## PROBLEM STATEMENT
Please return every line of the entries below that contains the word "buffalo".

Point placement entries
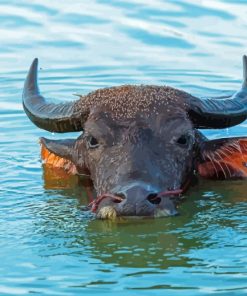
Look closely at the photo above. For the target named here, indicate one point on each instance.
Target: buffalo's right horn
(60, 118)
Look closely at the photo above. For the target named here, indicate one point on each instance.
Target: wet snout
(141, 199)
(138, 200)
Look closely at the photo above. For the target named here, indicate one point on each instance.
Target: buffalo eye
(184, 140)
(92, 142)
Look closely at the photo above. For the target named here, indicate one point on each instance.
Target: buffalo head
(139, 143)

---

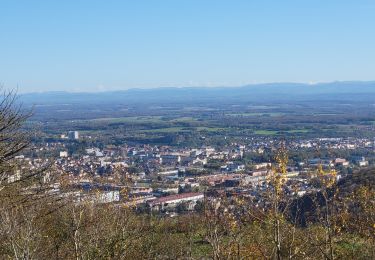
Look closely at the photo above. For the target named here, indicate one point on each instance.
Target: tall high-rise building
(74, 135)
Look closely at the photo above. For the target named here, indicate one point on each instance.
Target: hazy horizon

## PROBLEM SOLUTION
Target: buffalo's right horn
Target: buffalo eye
Target: buffalo head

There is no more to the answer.